- **Prompt**: List every line of the records below that contains the string "building", copying each line in full. Case counts, so include only lines where the string matches letter for letter.

- **Object location annotation records**:
*-*-*

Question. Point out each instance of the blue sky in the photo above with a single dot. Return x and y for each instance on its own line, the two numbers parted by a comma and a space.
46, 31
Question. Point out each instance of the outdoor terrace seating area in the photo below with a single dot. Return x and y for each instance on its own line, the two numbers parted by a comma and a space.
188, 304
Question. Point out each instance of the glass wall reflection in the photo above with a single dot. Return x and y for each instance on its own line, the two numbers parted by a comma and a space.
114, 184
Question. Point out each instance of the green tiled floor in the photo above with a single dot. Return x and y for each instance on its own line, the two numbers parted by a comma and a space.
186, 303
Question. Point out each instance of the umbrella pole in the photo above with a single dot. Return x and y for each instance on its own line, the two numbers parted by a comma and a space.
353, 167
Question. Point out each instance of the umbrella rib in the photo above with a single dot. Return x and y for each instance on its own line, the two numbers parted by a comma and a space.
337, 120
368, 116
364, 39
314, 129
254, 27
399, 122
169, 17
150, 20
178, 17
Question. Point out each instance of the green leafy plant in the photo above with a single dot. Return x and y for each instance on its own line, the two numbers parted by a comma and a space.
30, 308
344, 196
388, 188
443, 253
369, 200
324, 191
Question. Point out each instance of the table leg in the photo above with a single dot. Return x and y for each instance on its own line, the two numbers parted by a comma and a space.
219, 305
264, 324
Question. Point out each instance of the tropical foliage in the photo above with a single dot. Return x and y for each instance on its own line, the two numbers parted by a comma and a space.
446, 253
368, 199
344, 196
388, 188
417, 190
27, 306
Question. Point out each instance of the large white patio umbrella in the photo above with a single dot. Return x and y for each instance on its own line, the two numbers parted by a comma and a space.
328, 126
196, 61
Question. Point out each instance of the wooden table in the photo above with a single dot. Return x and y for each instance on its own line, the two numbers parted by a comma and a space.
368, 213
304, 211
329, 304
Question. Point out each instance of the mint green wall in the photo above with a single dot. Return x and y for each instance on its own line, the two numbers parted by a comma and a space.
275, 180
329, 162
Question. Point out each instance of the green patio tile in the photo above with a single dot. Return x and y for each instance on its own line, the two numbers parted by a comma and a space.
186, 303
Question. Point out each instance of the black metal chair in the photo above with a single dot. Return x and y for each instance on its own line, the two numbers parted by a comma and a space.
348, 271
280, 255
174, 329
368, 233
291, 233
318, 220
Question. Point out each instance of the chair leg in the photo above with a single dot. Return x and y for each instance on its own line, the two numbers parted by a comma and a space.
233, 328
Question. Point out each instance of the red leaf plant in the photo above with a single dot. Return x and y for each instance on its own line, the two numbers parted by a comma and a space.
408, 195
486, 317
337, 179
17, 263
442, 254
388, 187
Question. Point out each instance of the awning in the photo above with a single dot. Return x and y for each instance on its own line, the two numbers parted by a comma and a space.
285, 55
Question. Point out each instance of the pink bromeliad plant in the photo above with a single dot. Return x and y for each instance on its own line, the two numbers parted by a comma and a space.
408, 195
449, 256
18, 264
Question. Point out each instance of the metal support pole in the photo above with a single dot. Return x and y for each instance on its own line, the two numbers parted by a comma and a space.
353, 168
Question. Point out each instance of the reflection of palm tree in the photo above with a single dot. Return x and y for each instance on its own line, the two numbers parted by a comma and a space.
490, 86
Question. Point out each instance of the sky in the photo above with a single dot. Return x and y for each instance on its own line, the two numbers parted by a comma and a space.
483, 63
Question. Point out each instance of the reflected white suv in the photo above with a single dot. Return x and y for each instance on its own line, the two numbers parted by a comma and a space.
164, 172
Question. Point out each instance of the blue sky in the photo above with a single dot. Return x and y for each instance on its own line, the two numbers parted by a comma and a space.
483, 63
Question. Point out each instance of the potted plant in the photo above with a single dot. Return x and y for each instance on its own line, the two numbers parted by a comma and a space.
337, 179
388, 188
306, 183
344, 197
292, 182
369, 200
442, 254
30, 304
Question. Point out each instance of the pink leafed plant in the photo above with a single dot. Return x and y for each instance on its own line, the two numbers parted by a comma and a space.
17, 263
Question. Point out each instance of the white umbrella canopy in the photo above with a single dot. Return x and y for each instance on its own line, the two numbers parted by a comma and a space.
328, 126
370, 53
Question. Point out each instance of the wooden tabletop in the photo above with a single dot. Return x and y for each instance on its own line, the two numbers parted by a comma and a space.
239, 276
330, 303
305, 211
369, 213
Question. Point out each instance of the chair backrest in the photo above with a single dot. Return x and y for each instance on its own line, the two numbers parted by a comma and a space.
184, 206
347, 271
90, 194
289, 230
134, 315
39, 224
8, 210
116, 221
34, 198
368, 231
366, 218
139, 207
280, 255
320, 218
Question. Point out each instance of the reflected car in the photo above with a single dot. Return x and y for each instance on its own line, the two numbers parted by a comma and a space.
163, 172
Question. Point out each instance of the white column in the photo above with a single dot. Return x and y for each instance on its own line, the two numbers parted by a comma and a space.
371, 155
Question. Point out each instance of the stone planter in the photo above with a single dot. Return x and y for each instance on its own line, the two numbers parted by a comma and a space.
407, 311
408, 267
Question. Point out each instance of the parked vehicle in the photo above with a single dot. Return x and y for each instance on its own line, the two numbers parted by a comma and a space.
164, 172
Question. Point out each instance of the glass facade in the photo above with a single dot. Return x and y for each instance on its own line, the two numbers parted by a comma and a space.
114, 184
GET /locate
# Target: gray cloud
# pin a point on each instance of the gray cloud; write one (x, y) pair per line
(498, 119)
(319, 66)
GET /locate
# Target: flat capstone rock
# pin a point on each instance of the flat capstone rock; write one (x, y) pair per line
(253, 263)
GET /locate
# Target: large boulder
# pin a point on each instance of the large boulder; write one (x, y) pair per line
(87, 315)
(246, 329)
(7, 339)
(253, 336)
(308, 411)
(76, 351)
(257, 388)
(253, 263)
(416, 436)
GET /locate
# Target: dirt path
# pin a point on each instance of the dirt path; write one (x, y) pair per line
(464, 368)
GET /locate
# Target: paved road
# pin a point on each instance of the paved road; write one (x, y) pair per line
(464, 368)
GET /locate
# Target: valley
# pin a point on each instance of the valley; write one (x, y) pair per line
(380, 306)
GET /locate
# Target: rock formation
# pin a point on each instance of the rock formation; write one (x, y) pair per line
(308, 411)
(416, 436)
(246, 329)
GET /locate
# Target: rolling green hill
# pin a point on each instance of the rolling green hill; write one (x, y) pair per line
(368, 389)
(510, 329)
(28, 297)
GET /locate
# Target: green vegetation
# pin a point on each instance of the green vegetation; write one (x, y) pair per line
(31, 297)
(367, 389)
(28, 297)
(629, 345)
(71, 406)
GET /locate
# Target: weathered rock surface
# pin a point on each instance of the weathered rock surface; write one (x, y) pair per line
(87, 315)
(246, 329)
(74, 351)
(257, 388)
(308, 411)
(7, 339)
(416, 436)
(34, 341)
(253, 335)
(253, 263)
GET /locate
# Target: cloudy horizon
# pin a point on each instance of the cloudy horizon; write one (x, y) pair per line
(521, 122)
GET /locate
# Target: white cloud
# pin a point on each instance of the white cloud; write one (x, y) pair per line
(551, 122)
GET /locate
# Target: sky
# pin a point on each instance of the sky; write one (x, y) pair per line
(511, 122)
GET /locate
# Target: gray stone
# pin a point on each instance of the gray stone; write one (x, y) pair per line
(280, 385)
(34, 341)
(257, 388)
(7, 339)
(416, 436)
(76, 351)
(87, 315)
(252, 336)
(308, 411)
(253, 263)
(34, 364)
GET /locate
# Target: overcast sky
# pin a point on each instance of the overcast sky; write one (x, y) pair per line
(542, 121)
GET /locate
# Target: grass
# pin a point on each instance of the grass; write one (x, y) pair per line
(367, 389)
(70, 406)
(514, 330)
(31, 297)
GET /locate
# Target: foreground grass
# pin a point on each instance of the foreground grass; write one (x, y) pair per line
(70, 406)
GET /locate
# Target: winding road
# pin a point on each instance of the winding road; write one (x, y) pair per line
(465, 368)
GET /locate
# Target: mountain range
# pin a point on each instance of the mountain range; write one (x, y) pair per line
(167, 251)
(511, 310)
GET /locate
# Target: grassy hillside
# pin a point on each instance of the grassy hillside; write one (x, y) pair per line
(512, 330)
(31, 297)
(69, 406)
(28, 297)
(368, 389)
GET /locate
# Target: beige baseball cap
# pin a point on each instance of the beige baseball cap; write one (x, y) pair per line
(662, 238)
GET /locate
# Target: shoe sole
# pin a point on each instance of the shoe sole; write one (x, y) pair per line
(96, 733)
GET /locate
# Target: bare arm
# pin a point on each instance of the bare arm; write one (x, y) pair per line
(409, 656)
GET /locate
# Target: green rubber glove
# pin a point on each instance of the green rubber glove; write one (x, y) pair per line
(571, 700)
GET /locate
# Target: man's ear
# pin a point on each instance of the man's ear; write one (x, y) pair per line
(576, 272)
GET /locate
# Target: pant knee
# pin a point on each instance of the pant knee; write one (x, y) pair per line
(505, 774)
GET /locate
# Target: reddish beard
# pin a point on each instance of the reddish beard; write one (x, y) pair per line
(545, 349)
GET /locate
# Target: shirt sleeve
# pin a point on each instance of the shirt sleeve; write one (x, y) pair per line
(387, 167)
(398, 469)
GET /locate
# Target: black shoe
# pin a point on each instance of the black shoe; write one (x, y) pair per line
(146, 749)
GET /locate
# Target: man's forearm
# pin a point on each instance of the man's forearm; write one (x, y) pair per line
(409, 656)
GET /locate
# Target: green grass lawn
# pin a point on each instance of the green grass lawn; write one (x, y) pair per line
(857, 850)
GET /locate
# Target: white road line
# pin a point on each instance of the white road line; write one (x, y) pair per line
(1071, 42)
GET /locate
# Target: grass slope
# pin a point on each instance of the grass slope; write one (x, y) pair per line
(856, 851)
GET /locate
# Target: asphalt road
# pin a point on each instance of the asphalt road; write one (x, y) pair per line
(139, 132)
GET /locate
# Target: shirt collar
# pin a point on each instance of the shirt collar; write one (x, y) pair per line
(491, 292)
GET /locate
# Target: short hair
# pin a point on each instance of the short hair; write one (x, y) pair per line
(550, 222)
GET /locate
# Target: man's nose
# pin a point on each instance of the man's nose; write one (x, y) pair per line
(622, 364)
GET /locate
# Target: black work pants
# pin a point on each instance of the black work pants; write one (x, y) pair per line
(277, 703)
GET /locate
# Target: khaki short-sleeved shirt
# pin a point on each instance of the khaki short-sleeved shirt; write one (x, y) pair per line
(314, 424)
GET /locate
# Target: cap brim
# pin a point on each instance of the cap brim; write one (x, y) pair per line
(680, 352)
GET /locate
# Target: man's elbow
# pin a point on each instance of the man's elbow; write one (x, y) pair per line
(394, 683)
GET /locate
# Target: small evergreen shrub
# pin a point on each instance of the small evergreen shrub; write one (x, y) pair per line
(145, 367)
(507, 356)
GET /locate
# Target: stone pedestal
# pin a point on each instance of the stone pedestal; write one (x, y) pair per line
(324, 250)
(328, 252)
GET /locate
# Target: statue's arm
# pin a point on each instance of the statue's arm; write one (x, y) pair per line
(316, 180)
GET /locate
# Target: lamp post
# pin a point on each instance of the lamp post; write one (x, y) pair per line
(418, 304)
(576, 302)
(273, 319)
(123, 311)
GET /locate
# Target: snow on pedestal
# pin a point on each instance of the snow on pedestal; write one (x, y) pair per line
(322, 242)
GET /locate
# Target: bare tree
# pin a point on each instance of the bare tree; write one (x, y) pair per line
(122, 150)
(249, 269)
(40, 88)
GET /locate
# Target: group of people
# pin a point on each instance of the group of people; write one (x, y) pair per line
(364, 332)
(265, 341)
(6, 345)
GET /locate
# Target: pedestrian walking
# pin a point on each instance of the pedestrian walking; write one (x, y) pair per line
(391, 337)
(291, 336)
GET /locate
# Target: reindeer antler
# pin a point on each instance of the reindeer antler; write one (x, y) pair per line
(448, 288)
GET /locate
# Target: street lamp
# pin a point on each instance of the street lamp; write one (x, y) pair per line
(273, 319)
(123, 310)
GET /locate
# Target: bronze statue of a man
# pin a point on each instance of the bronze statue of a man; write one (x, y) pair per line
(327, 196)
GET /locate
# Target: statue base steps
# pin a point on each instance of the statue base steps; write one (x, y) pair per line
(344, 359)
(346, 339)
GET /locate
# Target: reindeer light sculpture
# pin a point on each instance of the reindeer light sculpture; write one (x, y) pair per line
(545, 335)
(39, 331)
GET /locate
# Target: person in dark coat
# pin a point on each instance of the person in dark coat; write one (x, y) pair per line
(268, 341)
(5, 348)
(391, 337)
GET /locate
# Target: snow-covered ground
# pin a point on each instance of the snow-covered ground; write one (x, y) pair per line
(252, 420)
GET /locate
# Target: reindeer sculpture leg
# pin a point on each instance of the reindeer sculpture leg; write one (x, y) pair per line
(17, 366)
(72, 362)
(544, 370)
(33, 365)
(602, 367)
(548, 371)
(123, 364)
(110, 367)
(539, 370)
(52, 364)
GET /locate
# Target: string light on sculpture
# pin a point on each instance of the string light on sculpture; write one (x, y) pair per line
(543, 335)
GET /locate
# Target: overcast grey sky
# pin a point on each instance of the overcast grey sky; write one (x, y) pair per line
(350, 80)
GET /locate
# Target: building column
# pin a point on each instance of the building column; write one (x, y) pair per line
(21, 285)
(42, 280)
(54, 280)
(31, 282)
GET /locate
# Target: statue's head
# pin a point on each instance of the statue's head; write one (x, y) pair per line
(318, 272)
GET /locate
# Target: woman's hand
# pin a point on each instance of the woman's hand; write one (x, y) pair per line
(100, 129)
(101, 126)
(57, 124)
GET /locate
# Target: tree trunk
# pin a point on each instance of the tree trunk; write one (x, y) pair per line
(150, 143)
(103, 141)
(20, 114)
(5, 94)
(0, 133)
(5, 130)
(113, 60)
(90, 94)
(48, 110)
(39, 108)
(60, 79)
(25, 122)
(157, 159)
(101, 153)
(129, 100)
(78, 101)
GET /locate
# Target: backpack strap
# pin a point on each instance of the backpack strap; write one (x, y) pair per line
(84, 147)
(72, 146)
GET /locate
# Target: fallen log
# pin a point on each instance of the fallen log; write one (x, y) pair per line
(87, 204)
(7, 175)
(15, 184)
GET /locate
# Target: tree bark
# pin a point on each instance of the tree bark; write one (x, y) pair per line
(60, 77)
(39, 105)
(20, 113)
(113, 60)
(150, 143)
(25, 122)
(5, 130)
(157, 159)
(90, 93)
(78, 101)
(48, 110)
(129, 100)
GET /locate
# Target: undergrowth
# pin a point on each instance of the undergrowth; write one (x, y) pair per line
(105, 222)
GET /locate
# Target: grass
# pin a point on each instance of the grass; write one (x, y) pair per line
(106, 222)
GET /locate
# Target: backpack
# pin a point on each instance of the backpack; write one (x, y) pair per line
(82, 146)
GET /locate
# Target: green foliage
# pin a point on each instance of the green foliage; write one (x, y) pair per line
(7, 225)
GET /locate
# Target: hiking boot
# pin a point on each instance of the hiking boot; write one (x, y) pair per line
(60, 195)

*-*-*

- **Solution for this exercise**:
# Target: building column
# pin a point on each instance of the building column; write one (x, y) pair per line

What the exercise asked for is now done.